▶ [Page excerpt]
First defendant – statutory qualified privilege

[57]     At  paragraphs  42  and  43  of  its  amended  statement  of  defence,  the  first defendant pleads that Schedules XI and XII comprise fair and accurate reports of the proceedings of the House of Representatives and of the judgments of the High Court and Court of Appeal respectively, and as such are protected by qualified privilege by virtue of the provisions of Part 1 of the First Schedule of the Defamation Act 1992. Mr Miles argues that the first defendant is not entitled to rely on the defence of statutory qualified privilege because in neither case is the material published by the first defendant a fair and accurate report.   He argues that the extracts from the

Parliamentary speech relied upon were interspersed with comments from the presenter in a manner that did not present the speech in a fair and accurate light, but rather was calculated to damage the reputation of the plaintiffs.  Similarly, he argues, reliance on a brief extract from one judgment of the Court of Appeal is insufficient to constitute the publication a fair and accurate report of the judgment of the Court as a whole.  He says that the onus lies on the first defendant to satisfy the Court that the extracts concerned were fair and accurate and that the onus has not been met.

[58]     As Mr Galbraith submits, it is of fundamental importance in a democracy that the public have access to the reports of the proceedings of Parliament and of the Courts.   It is, of course, quite impossible that transcripts of the proceedings be published in full on every occasion.  The media is entitled to be selective and may accord emphasis to those aspects of the proceedings reasonably considered to be memorable or important:  Cook v Alexander [1974] QB 279 at 291.

▶ [Material]
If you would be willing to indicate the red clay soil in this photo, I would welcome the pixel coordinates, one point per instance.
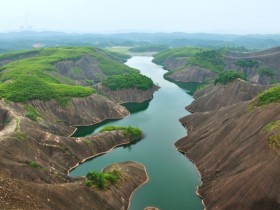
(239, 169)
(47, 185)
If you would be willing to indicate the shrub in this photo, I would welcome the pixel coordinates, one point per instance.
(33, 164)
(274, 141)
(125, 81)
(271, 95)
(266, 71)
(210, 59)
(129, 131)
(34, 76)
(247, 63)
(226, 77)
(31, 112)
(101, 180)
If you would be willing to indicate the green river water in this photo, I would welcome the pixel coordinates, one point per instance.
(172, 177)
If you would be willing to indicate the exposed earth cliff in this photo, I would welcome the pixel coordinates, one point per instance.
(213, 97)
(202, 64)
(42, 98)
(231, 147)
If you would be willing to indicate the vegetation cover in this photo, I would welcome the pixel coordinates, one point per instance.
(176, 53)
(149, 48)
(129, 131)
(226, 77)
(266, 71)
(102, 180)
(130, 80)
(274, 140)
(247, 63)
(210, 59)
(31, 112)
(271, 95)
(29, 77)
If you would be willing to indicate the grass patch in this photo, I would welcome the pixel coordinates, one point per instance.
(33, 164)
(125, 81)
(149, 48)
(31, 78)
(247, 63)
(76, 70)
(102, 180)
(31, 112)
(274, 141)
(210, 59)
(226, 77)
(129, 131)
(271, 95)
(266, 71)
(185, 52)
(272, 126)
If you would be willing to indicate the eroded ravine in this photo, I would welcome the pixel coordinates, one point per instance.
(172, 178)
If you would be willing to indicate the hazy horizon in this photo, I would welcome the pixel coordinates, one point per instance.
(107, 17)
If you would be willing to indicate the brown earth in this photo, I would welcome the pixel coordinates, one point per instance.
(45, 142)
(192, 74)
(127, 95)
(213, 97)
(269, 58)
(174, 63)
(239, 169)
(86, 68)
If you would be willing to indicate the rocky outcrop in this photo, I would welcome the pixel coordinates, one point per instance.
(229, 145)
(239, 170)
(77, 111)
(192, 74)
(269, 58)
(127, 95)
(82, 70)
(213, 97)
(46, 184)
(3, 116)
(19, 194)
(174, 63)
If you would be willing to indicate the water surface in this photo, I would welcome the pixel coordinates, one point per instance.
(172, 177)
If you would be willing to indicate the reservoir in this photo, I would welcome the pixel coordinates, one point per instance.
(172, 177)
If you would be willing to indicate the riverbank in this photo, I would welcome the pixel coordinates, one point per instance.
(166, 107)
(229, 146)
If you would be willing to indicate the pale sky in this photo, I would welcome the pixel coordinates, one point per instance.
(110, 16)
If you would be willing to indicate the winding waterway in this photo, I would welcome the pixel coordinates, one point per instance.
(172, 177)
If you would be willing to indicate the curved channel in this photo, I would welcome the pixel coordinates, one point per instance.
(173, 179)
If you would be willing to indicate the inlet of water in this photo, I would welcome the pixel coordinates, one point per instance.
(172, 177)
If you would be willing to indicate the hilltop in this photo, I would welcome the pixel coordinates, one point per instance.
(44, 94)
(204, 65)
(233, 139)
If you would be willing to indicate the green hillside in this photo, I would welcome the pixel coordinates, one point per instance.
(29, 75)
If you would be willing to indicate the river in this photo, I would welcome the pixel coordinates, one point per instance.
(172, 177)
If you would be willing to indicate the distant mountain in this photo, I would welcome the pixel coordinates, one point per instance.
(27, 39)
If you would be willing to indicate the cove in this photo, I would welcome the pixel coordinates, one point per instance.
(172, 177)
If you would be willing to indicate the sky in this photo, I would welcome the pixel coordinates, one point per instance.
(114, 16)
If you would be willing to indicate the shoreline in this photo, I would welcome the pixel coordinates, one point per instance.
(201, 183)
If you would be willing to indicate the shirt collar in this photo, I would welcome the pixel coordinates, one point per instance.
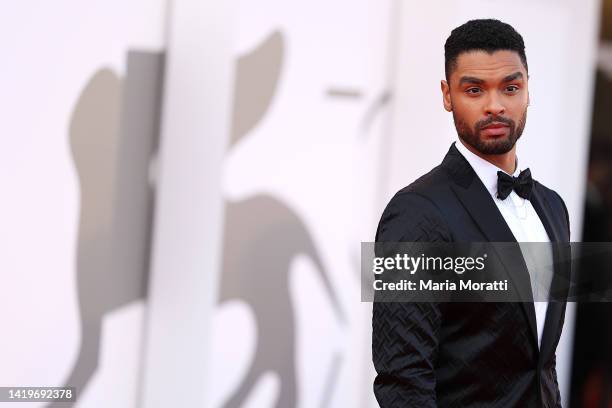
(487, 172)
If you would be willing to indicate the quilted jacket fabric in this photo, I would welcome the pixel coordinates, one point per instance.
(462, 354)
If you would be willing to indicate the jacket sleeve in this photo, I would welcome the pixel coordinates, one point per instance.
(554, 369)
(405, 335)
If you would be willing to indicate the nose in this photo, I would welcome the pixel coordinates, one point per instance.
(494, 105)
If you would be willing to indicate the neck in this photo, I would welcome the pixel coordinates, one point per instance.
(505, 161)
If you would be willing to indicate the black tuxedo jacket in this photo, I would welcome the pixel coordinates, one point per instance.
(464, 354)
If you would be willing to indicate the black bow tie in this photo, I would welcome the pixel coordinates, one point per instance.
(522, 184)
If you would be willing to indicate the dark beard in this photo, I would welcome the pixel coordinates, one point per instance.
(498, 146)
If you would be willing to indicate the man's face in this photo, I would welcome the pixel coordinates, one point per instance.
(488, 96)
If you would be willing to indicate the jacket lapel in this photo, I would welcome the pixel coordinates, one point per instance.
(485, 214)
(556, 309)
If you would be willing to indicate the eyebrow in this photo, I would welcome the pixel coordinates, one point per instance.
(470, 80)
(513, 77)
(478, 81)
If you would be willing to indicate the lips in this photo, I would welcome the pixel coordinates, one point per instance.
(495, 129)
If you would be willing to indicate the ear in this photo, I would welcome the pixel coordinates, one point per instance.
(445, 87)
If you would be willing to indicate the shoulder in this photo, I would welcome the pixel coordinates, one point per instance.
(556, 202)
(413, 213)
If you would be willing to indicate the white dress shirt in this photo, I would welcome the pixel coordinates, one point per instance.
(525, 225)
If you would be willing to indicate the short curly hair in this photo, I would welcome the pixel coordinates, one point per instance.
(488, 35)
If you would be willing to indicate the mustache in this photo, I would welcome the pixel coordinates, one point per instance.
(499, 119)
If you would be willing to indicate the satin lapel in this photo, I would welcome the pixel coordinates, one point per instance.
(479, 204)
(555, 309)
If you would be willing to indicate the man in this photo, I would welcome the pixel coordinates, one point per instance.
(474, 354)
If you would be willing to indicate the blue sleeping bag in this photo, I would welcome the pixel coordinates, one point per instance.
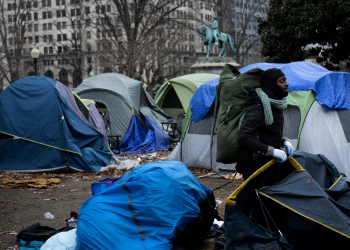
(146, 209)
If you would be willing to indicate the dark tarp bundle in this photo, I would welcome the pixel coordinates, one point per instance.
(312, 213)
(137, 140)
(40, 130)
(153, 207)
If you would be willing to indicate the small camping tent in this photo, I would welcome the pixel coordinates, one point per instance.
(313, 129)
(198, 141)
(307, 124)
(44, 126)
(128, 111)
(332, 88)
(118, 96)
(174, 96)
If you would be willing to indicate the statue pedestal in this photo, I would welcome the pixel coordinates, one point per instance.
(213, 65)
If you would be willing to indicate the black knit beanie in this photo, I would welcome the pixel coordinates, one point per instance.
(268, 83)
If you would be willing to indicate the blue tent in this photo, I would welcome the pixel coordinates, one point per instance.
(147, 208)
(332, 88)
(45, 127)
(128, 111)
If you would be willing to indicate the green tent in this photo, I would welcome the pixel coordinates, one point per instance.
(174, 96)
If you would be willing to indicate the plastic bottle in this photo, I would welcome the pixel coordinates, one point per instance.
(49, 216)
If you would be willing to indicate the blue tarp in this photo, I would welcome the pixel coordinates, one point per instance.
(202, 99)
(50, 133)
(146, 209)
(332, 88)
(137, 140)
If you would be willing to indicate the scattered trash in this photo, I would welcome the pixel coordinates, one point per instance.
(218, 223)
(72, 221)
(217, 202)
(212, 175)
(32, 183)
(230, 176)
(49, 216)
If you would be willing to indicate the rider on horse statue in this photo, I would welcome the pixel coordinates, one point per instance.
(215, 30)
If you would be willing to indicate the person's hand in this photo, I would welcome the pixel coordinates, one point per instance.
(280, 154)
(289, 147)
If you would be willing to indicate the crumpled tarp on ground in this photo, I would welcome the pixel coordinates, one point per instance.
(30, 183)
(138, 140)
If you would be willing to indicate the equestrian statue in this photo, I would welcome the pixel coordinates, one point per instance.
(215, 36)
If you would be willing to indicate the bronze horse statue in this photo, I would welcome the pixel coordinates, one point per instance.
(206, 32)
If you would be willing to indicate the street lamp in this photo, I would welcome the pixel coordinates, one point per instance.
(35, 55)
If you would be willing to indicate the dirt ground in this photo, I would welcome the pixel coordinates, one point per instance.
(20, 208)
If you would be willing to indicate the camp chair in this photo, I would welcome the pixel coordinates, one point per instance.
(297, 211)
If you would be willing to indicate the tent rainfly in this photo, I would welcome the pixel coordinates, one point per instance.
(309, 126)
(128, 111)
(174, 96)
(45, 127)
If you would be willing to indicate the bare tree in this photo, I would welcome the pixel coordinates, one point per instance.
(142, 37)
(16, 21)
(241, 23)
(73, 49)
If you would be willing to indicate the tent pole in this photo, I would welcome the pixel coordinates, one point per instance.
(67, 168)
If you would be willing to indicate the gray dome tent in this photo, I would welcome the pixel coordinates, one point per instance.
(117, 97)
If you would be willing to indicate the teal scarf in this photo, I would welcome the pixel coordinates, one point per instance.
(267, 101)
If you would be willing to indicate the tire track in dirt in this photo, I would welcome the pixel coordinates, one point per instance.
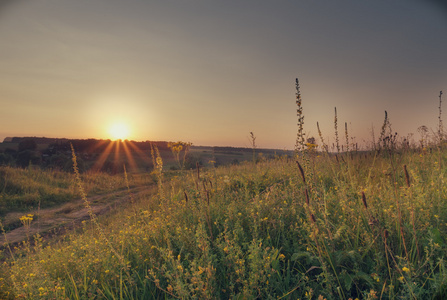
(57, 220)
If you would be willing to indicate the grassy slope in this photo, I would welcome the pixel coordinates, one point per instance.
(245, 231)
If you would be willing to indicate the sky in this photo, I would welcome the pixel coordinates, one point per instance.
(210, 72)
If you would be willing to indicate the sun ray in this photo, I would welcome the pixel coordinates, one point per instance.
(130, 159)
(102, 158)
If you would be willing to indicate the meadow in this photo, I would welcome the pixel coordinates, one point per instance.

▶ [Requirement] Repeat, word for word, the part of the excerpt on statutory qualified privilege that opens with the words containing "[58]     As Mr" and closes with "279 at 291.".

▶ [Complete answer]
[58]     As Mr Galbraith submits, it is of fundamental importance in a democracy that the public have access to the reports of the proceedings of Parliament and of the Courts.   It is, of course, quite impossible that transcripts of the proceedings be published in full on every occasion.  The media is entitled to be selective and may accord emphasis to those aspects of the proceedings reasonably considered to be memorable or important:  Cook v Alexander [1974] QB 279 at 291.